Task statement — Please retype the listing below word for word, keeping every line unchanged.

Data records —
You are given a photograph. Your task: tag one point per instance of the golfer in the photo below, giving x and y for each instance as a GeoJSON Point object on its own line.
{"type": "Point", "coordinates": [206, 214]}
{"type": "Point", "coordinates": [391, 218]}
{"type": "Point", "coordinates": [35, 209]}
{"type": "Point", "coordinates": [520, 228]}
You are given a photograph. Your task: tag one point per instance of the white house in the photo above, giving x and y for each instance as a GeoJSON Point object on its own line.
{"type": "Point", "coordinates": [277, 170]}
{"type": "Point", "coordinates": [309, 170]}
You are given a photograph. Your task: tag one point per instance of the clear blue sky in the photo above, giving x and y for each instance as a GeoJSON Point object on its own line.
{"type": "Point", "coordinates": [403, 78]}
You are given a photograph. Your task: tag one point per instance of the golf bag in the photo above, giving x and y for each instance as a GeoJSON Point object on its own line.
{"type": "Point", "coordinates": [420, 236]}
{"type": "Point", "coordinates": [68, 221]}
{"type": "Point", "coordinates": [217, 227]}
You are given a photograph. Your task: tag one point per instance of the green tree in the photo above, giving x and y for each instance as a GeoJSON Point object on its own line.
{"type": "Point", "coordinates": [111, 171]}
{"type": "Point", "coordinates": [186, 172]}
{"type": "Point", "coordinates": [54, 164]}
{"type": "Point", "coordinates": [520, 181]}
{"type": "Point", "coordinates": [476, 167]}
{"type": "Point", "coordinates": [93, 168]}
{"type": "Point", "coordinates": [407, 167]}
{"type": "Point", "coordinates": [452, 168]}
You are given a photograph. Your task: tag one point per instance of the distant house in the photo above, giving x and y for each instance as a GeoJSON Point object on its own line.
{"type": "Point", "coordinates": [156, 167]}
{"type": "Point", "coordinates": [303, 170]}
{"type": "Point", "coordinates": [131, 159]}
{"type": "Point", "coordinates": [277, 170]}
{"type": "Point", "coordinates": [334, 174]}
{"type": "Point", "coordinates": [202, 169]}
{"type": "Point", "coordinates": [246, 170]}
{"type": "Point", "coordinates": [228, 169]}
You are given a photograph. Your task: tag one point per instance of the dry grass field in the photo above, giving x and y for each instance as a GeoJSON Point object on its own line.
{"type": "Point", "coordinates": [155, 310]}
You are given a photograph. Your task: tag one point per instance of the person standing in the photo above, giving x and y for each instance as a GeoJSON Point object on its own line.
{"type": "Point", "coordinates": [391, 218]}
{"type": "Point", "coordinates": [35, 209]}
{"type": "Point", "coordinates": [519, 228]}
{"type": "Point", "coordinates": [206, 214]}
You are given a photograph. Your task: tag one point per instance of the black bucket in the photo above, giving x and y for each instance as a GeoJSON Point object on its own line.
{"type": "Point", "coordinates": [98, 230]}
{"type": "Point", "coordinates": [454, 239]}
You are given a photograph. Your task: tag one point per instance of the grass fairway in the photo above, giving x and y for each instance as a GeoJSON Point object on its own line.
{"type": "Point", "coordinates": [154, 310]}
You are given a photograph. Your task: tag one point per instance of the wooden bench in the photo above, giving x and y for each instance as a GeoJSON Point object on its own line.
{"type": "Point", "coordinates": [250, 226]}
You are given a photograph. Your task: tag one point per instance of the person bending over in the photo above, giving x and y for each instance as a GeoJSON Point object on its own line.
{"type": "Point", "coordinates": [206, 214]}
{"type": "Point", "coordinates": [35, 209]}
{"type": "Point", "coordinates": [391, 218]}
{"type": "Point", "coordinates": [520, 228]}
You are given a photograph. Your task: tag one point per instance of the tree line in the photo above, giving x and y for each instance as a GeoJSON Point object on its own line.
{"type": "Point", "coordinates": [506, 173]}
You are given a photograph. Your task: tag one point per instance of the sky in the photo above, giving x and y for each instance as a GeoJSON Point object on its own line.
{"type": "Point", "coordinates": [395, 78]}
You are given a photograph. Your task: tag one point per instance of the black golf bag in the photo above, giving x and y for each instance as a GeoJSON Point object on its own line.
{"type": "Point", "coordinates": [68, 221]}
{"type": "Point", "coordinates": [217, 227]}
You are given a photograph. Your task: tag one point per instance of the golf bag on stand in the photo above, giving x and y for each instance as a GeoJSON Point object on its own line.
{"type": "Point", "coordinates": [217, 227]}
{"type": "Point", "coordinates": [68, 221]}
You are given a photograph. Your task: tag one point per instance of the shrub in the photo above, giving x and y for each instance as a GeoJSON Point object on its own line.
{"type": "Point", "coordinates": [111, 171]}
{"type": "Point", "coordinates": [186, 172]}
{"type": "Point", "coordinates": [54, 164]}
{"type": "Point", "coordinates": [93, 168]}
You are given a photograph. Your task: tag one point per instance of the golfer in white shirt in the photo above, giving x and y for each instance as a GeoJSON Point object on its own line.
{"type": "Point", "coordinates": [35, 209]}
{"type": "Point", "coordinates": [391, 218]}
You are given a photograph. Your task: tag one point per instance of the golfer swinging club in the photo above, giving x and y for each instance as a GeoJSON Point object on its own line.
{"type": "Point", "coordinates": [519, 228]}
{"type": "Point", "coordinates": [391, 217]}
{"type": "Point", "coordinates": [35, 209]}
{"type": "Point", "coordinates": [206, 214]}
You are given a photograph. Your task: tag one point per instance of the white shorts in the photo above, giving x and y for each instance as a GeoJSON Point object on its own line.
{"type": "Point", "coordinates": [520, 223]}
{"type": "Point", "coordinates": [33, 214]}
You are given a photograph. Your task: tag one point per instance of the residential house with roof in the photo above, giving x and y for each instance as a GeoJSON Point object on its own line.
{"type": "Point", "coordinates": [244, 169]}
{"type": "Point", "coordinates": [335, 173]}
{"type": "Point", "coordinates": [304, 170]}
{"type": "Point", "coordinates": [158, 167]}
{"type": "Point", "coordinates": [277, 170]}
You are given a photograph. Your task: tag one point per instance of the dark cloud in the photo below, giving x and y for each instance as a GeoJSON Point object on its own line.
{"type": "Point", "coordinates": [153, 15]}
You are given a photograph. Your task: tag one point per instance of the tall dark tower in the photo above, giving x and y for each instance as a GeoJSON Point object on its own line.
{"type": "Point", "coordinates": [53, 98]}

Solution to this problem —
You are given a photograph. Your task: tag one point per instance of the golfer in the photo below, giving x and y for each instance as a GeoJSON Point object on its own line.
{"type": "Point", "coordinates": [206, 214]}
{"type": "Point", "coordinates": [391, 218]}
{"type": "Point", "coordinates": [35, 209]}
{"type": "Point", "coordinates": [520, 228]}
You are given a photograph. Your task: tag one point per instance of the white house in the photo above, giving x and y for each instance as a GeoJSON Point object on its own line.
{"type": "Point", "coordinates": [277, 170]}
{"type": "Point", "coordinates": [309, 170]}
You are given a photograph. Your task: tag one point per instance of the clear blue sky in the photo above, giving x and y for each instance as a GeoJSON Point object on its own line.
{"type": "Point", "coordinates": [403, 78]}
You are given a photograph. Your task: tag one point per instance of the golf bag in the photo above, giving x and y for each instance as a GeoJSON Point object on its own line.
{"type": "Point", "coordinates": [420, 236]}
{"type": "Point", "coordinates": [68, 221]}
{"type": "Point", "coordinates": [217, 227]}
You are given a photograph. Your task: tag one point per instance of the green tree in the photo above, giving x and y for each instance as a GeoJSON Point object on its own line.
{"type": "Point", "coordinates": [111, 171]}
{"type": "Point", "coordinates": [186, 172]}
{"type": "Point", "coordinates": [54, 164]}
{"type": "Point", "coordinates": [520, 181]}
{"type": "Point", "coordinates": [476, 167]}
{"type": "Point", "coordinates": [93, 168]}
{"type": "Point", "coordinates": [407, 167]}
{"type": "Point", "coordinates": [452, 168]}
You are given a photograph. Your task: tag one point per instance of the distant house in the photo above, giving x and y for each instance as a GeoJSON Point object on its own line.
{"type": "Point", "coordinates": [156, 167]}
{"type": "Point", "coordinates": [303, 170]}
{"type": "Point", "coordinates": [131, 159]}
{"type": "Point", "coordinates": [277, 170]}
{"type": "Point", "coordinates": [334, 174]}
{"type": "Point", "coordinates": [202, 169]}
{"type": "Point", "coordinates": [246, 170]}
{"type": "Point", "coordinates": [228, 169]}
You are given a photograph. Your task: tag one point per instance of the dry grass field in the photo above, giving x and y for each instance as a GeoJSON Point object on its own line.
{"type": "Point", "coordinates": [155, 310]}
You are given a photograph. Your task: tag one point per instance of the person standing in the photo above, giving x and y for each instance as a GeoJSON Point object on its own line.
{"type": "Point", "coordinates": [391, 218]}
{"type": "Point", "coordinates": [35, 209]}
{"type": "Point", "coordinates": [519, 228]}
{"type": "Point", "coordinates": [206, 214]}
You are given a photograph. Your task: tag one point per instance of the black bucket in the photo above, giving x and y for each instance as a GeoJSON Point object on its own line.
{"type": "Point", "coordinates": [98, 230]}
{"type": "Point", "coordinates": [454, 239]}
You are given a photograph. Your task: tag one point per instance of the grass fairway in the photo above, giving x and y for each instance as a GeoJSON Point object on its own line.
{"type": "Point", "coordinates": [154, 310]}
You are given a photograph. Your task: tag one point per instance of the wooden bench in the photo above, giving x and y for each instance as a GeoJSON Point object on its own line.
{"type": "Point", "coordinates": [250, 226]}
You are given a photograph. Your task: tag one point per instance of the person bending over in the photo above, giving x and y for each instance as a GeoJSON Point object on its own line.
{"type": "Point", "coordinates": [206, 214]}
{"type": "Point", "coordinates": [35, 209]}
{"type": "Point", "coordinates": [391, 218]}
{"type": "Point", "coordinates": [520, 228]}
You are given a photograph. Your task: tag one point per instance of the tree line in the photo above, giving x and y for each instance as a GeoJSON Point object on its own line.
{"type": "Point", "coordinates": [506, 173]}
You are given a photograph. Your task: tag one point per instance of the sky in the photo above, giving x and y for each instance as a GeoJSON Point object on its own line.
{"type": "Point", "coordinates": [395, 78]}
You are given a photograph. Your task: tag one point per instance of the black golf bag in the photo above, giving x and y for each instance as a GeoJSON Point object on its own line.
{"type": "Point", "coordinates": [68, 221]}
{"type": "Point", "coordinates": [217, 227]}
You are given a photograph. Your task: tag one point per instance of the golf bag on stand in the photo above, giving x and y for each instance as a GeoJSON Point object on its own line.
{"type": "Point", "coordinates": [217, 227]}
{"type": "Point", "coordinates": [68, 221]}
You are given a photograph. Your task: tag one point per instance of the shrub in the photo above, giving x and y for each instance as a GeoJSON Point object on its own line.
{"type": "Point", "coordinates": [111, 171]}
{"type": "Point", "coordinates": [186, 172]}
{"type": "Point", "coordinates": [54, 164]}
{"type": "Point", "coordinates": [93, 168]}
You are given a photograph. Your task: tag one point per instance of the golfer in white shirt in the photo above, giving x and y for each instance as a GeoJSON Point object on its own line.
{"type": "Point", "coordinates": [35, 209]}
{"type": "Point", "coordinates": [391, 218]}
You are given a photograph. Your task: tag one point per instance of the golfer swinging club in the photo above, giving x and y for each instance as a GeoJSON Point object on its own line.
{"type": "Point", "coordinates": [519, 228]}
{"type": "Point", "coordinates": [391, 217]}
{"type": "Point", "coordinates": [35, 209]}
{"type": "Point", "coordinates": [206, 214]}
You are given a photograph. Your task: tag one point per instance of the white shorts in the photo above, giving x and y for each instance as a GeoJSON Point object on its own line.
{"type": "Point", "coordinates": [520, 223]}
{"type": "Point", "coordinates": [33, 214]}
You are given a photograph. Your task: tag one point per instance of the residential house with roof in the photo above, giving x and y for each instance as a GeoJSON Point object on its own line.
{"type": "Point", "coordinates": [244, 169]}
{"type": "Point", "coordinates": [335, 173]}
{"type": "Point", "coordinates": [304, 170]}
{"type": "Point", "coordinates": [158, 167]}
{"type": "Point", "coordinates": [277, 170]}
You are given a photograph. Your task: tag one point per instance of the dark cloud in the photo below, giving x and y for each instance as a GeoJSON Point object on its own line.
{"type": "Point", "coordinates": [153, 15]}
You are given a photograph. Your task: tag one point per instance of the tall dark tower in the photo above, giving x and y for each instance as a GeoJSON Point object on its own line.
{"type": "Point", "coordinates": [53, 98]}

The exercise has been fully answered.